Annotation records
^^^^^^^^^^^^^^^^

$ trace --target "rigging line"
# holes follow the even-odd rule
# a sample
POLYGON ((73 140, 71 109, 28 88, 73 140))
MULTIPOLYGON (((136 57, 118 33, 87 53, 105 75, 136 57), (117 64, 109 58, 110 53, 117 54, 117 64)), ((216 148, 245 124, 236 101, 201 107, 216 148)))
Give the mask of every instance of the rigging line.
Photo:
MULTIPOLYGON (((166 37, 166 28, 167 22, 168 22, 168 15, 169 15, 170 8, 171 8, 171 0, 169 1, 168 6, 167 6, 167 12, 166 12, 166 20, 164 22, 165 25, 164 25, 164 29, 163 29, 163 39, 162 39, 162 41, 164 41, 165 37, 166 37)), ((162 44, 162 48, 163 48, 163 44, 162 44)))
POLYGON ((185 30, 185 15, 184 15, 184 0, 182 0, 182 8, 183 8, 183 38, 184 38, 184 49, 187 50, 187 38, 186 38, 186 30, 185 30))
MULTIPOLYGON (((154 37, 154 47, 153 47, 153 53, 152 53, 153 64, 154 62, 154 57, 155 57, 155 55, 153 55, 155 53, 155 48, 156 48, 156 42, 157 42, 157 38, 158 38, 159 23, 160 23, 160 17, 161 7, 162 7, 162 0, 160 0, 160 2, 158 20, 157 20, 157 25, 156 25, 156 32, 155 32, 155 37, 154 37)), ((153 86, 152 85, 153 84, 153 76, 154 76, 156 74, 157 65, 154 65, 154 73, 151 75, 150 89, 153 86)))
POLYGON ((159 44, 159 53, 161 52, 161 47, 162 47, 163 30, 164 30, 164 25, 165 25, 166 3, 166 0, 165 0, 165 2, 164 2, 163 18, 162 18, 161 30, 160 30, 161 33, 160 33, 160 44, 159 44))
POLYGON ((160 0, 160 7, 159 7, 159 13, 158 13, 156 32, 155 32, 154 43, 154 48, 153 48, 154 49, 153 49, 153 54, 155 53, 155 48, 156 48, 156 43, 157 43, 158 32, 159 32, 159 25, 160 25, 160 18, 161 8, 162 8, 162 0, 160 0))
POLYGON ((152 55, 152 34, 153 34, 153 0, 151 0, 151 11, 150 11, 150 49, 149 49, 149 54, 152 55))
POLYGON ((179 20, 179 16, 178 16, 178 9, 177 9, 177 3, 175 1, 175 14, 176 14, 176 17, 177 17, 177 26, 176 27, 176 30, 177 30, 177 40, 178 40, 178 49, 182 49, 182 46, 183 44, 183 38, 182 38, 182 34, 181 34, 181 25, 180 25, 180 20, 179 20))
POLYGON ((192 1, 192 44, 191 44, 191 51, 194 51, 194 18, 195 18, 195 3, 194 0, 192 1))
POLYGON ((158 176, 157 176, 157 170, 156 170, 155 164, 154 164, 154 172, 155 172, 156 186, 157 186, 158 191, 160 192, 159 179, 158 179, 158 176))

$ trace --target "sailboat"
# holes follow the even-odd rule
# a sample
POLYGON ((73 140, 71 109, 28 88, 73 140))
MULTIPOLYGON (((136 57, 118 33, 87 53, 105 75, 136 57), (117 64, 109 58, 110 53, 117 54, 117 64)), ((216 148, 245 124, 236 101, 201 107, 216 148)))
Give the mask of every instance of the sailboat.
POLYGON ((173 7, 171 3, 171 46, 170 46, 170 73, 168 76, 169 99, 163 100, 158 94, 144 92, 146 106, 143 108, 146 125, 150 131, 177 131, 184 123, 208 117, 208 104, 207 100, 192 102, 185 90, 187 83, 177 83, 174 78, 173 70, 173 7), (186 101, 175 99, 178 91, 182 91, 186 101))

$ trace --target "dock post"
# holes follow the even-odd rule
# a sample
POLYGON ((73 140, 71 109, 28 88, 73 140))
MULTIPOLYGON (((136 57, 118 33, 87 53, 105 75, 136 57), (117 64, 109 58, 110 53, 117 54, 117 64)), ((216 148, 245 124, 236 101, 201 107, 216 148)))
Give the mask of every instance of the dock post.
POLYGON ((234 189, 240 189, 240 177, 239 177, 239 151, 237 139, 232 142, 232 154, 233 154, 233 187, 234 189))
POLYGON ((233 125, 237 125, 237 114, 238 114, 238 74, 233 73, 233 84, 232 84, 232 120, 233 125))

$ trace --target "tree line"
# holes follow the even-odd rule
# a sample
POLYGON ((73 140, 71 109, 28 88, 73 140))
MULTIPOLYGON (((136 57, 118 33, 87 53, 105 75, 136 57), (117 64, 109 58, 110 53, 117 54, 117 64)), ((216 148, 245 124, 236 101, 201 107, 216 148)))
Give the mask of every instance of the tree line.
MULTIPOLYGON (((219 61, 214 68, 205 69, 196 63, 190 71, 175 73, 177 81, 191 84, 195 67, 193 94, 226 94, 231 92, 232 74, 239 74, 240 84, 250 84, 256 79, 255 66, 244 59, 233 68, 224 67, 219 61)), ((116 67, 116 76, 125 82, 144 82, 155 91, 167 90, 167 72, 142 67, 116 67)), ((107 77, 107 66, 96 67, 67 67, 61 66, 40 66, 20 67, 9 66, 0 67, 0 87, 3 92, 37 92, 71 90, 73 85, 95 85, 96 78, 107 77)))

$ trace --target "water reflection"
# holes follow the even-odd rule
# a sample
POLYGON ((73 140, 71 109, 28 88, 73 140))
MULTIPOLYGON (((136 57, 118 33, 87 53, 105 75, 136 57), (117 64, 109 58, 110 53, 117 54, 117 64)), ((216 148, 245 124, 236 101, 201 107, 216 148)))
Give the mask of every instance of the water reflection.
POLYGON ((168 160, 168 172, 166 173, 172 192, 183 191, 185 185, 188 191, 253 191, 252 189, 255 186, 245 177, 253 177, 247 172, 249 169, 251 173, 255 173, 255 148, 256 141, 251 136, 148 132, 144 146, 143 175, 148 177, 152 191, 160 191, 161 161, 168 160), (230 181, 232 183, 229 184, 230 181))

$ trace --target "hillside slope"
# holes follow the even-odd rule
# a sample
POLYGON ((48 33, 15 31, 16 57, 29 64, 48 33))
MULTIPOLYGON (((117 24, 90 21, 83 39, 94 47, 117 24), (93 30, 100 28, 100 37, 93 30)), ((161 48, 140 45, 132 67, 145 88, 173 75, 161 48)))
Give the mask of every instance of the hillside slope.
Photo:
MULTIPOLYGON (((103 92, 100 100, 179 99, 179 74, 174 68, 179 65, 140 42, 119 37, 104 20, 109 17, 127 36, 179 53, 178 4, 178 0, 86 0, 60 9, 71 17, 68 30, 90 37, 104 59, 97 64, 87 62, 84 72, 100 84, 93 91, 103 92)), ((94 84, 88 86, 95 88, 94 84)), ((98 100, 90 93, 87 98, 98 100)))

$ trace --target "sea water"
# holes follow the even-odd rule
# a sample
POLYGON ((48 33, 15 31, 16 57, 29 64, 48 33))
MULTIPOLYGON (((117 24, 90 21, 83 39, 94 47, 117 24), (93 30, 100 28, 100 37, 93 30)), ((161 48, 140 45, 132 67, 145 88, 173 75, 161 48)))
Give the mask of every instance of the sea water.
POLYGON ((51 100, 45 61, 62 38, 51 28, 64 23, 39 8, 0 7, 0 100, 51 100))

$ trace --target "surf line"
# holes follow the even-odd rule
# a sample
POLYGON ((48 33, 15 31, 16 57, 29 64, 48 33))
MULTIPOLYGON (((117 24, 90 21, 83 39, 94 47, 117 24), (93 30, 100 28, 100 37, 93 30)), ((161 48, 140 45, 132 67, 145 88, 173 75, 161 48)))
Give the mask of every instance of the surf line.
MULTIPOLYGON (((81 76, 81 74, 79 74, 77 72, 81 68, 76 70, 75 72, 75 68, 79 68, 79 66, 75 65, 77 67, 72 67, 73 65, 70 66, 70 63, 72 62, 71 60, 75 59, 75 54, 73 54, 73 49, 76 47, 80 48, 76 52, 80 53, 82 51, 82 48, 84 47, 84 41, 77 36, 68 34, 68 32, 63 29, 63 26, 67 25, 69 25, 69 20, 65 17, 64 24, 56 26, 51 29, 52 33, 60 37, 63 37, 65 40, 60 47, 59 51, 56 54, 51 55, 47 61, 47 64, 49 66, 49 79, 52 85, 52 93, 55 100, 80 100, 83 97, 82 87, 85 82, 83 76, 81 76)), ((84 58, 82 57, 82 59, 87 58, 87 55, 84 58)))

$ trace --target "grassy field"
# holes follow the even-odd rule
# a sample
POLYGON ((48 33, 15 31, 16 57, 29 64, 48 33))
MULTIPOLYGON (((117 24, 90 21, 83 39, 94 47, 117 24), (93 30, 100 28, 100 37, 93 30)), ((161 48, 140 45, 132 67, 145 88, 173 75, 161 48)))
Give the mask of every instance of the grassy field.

^^^^^^^^^^^^^^^^

WHAT YOU ARE ASKED TO DO » Could you print, character for character, the lines starting at the very first line and ending at the line that contains "MULTIPOLYGON (((166 37, 166", including both of those lines?

RESPONSE TO THIS EXERCISE »
$ trace --target "rigging line"
# holes follow the even-odd rule
# a sample
POLYGON ((73 140, 71 109, 28 88, 73 140))
MULTIPOLYGON (((136 57, 118 33, 87 53, 105 75, 136 57), (117 64, 109 58, 110 53, 117 54, 117 64)), ((216 148, 245 124, 236 101, 201 107, 216 148)))
Give the mask of every instance of the rigging line.
Photo:
MULTIPOLYGON (((166 37, 166 28, 167 22, 168 22, 168 15, 169 15, 170 8, 171 8, 171 0, 169 1, 168 6, 167 6, 167 12, 166 12, 166 20, 164 22, 165 25, 164 25, 164 29, 163 29, 163 39, 162 39, 162 41, 164 41, 165 37, 166 37)), ((162 44, 162 48, 163 48, 163 44, 162 44)))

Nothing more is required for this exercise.